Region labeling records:
++++++++

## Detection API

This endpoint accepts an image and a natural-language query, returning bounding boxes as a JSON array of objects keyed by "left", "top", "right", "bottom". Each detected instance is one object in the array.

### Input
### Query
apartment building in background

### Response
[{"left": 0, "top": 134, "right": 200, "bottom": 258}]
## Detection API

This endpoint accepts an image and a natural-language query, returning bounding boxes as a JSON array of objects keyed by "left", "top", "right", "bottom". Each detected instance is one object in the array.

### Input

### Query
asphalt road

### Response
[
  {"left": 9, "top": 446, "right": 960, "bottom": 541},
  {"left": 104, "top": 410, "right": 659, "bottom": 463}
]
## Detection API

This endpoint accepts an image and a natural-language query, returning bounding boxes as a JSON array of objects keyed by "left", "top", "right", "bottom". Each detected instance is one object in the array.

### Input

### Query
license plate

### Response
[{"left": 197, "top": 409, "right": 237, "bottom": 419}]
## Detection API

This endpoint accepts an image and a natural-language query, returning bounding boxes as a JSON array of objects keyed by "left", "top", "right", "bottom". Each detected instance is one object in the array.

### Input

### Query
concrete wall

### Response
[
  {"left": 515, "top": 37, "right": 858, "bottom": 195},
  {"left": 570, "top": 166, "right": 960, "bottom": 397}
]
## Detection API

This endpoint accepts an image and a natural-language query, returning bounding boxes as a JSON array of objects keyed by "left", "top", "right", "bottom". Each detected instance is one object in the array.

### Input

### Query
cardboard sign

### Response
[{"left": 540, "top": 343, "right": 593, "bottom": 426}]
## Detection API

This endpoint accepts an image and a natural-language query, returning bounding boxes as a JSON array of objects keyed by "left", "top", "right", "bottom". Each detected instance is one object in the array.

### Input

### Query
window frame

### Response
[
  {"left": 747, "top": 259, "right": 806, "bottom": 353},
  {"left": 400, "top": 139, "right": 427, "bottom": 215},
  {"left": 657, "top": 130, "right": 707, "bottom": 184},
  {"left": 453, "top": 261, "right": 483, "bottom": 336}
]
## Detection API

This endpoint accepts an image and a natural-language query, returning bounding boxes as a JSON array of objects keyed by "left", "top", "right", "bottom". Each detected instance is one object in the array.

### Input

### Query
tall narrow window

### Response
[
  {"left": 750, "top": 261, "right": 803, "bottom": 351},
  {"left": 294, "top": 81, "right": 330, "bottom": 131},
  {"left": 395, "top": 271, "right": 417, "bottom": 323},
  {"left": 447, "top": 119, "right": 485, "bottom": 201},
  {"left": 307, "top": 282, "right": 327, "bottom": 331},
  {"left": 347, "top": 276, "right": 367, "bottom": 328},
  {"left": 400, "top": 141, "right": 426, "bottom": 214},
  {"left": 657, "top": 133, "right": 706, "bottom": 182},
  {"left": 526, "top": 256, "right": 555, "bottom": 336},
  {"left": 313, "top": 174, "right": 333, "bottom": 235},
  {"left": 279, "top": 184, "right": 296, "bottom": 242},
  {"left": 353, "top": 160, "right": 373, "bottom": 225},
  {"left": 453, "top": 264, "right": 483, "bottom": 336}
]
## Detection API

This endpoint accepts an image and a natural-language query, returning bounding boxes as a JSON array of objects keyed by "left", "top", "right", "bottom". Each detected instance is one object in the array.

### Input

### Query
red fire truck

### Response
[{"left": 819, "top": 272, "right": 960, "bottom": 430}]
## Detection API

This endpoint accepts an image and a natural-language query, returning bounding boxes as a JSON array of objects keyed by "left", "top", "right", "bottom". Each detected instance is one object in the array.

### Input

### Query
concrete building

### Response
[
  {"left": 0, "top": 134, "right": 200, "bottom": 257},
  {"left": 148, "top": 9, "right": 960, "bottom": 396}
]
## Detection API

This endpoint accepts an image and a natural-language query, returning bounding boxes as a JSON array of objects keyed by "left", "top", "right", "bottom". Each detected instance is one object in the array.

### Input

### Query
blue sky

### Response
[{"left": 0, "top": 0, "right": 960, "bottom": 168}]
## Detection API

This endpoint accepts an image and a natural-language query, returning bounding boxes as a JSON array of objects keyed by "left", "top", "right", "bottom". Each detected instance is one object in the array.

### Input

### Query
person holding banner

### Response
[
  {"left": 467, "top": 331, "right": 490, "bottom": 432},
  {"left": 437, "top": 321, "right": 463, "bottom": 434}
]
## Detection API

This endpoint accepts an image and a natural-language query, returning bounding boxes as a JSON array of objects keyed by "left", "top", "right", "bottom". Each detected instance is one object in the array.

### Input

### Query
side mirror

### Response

++++++++

=== WHAT YOU NEED TO DO ===
Find each line in the items above that contains the word "building", and copy those lines. Treat uppercase and lowercase as different.

=== FINAL RESULT ===
apartment building in background
concrete building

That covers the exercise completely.